• **Material shown**:
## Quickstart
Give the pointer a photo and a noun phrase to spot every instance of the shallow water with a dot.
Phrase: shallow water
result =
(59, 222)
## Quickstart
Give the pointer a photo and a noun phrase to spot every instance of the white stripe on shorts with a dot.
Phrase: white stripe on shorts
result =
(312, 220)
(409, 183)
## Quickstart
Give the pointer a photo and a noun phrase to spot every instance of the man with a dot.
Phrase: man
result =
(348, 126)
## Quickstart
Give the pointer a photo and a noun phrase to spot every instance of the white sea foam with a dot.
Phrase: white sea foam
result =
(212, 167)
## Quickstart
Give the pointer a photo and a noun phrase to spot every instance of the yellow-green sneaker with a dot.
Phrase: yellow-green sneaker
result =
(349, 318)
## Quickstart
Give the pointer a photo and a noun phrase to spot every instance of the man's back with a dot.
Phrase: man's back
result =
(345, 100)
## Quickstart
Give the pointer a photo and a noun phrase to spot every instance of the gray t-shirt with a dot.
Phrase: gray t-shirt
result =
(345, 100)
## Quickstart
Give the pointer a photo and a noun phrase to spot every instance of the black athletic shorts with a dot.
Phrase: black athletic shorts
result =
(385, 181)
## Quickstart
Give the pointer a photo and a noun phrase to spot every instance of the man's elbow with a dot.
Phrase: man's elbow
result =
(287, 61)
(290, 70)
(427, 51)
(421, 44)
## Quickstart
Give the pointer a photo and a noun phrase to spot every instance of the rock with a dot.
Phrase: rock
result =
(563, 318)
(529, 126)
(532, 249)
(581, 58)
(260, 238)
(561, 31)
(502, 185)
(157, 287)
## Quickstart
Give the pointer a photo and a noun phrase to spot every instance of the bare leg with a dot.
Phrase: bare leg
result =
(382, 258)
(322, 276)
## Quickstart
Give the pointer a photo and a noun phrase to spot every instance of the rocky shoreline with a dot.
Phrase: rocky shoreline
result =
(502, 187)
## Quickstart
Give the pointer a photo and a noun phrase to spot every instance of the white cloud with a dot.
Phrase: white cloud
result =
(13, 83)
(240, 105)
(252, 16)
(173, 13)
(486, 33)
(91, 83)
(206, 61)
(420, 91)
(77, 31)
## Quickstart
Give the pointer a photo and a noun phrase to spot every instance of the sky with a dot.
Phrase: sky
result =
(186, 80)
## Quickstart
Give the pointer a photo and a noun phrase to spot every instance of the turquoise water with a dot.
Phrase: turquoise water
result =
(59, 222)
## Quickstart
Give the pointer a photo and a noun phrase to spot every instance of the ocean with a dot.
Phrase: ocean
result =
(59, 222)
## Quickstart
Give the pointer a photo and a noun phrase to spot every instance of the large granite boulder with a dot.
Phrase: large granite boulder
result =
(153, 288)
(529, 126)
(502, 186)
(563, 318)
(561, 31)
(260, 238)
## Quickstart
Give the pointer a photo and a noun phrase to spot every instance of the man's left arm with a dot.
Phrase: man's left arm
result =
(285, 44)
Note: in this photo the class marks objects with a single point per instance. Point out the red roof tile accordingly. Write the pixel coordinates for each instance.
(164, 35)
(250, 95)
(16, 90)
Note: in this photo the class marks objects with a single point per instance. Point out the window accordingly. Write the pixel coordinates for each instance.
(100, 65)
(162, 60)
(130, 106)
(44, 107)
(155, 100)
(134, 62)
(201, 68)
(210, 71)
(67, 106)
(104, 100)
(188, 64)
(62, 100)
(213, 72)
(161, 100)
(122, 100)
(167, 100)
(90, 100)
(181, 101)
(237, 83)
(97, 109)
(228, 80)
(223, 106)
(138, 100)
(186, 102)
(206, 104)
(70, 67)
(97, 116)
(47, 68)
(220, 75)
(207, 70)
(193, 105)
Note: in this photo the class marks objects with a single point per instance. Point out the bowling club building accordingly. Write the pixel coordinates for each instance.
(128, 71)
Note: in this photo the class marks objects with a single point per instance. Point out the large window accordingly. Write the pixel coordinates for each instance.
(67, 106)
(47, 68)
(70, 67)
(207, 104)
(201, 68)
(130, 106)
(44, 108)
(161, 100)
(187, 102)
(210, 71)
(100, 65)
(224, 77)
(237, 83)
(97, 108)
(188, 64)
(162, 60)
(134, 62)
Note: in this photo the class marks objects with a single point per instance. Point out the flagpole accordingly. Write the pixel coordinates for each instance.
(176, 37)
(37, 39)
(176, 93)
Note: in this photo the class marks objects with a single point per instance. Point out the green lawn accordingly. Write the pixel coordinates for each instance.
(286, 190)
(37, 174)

• **About this exercise**:
All entries above are to be transcribed verbatim.

• **Answer for the task**:
## Quickstart
Give the pointer a photo and a noun phrase to spot every instance of the shallow water with a dot.
Phrase: shallow water
result =
(59, 222)
## Quickstart
Give the pointer a photo and a noun phrase to spot every instance of the white stripe on shorts with a dot.
Phrase: white stripe on shorts
result =
(312, 220)
(409, 183)
## Quickstart
Give the pointer a photo and a noun phrase to spot every instance of the man with a dot.
Phrase: man
result =
(348, 126)
## Quickstart
Give the pointer a photo and a noun phrase to spot every instance of the white sea foam with a dot.
Phrase: white sea foam
result =
(212, 167)
## Quickstart
Give the pointer a photo and a noun phrase to spot every instance of the yellow-green sneaker with a dot.
Phrase: yellow-green sneaker
result =
(349, 318)
## Quickstart
Give the pointer a photo and a noun phrase to spot every instance of the man's back with a dot.
Phrase: man's back
result =
(345, 100)
## Quickstart
Give the pointer a photo and a noun phrase to spot every instance of the gray t-shirt with a dot.
Phrase: gray t-shirt
result =
(345, 100)
## Quickstart
Give the pointer a photo and a noun phrase to spot every instance of the black athletic shorts with a dot.
Phrase: black athletic shorts
result =
(385, 181)
## Quickstart
Give the pointer a photo and a noun phrase to spot every instance of the man's elbow with a dot.
Phrase: man's elbow
result =
(287, 61)
(290, 70)
(427, 51)
(421, 44)
## Quickstart
Give the pointer a photo and a noun phrase to spot every instance of the rock with a dot.
Phrase: rock
result =
(563, 318)
(529, 126)
(532, 249)
(581, 58)
(260, 238)
(561, 31)
(502, 185)
(157, 287)
## Quickstart
Give the pointer a photo and a noun phrase to spot every instance of the bare leg with a dot.
Phrase: bare leg
result =
(382, 258)
(322, 276)
## Quickstart
Give the pointer a photo and a noun phrase to spot every instance of the rocky shoreline with a dot.
Phrase: rocky shoreline
result =
(502, 187)
## Quickstart
Give the pointer a photo and a noun phrase to spot every instance of the white cloud with a dot.
Phrase: white cloud
result =
(13, 83)
(240, 105)
(252, 16)
(173, 13)
(486, 33)
(91, 83)
(206, 61)
(420, 91)
(77, 31)
## Quickstart
Give the pointer a photo and a noun phrase to spot every instance of the sky with a dot.
Phrase: sky
result =
(186, 80)
## Quickstart
Give the pointer a photo and a noun phrase to spot every instance of the turquoise water with a dot.
Phrase: turquoise water
result =
(59, 222)
## Quickstart
Give the pointer a photo and a noun phrase to spot every instance of the ocean with a dot.
Phrase: ocean
result =
(59, 222)
## Quickstart
Give the pointer a photo and a noun phrase to spot every instance of the large granite boulder with a dot.
Phrase: large granite boulder
result =
(153, 288)
(529, 126)
(502, 186)
(563, 318)
(561, 31)
(260, 238)
## Quickstart
Give the pointer a photo and a noun phrase to spot every instance of the man's left arm with a dot.
Phrase: man's left arm
result =
(285, 44)
Note: in this photo the class marks objects with a single point per instance. Point out the red roof tile accordingly. Write the pixel coordinates for each instance.
(164, 35)
(250, 95)
(16, 90)
Note: in this photo the class marks objects with a single point per instance. Point out the window accordingly. Write the pixel coordinates for each instance.
(100, 65)
(162, 60)
(130, 106)
(44, 107)
(155, 100)
(134, 62)
(201, 68)
(210, 71)
(67, 106)
(104, 100)
(188, 64)
(62, 100)
(213, 72)
(161, 100)
(122, 100)
(167, 100)
(90, 100)
(181, 101)
(237, 83)
(97, 109)
(228, 80)
(223, 106)
(138, 100)
(186, 102)
(206, 104)
(70, 67)
(97, 116)
(47, 68)
(220, 75)
(207, 70)
(193, 105)
Note: in this photo the class marks objects with a single point per instance. Point out the bowling club building accordingly. Write the pixel coordinates for each instance.
(128, 71)
Note: in this photo the class marks objects with a single point per instance. Point out the large window accordingly. Write the pixel coordinates for each instance.
(67, 106)
(47, 68)
(70, 67)
(207, 104)
(201, 68)
(130, 106)
(44, 108)
(161, 100)
(187, 102)
(210, 71)
(100, 65)
(224, 77)
(237, 83)
(97, 108)
(188, 64)
(162, 60)
(134, 62)
Note: in this photo the class marks objects with a single point per instance. Point out the flagpole accordingly. Write the pixel coordinates for each instance.
(176, 37)
(37, 39)
(176, 93)
Note: in this photo the class marks objects with a single point per instance. Point out the green lawn accordingly. Write the pixel coordinates for each instance.
(286, 190)
(37, 174)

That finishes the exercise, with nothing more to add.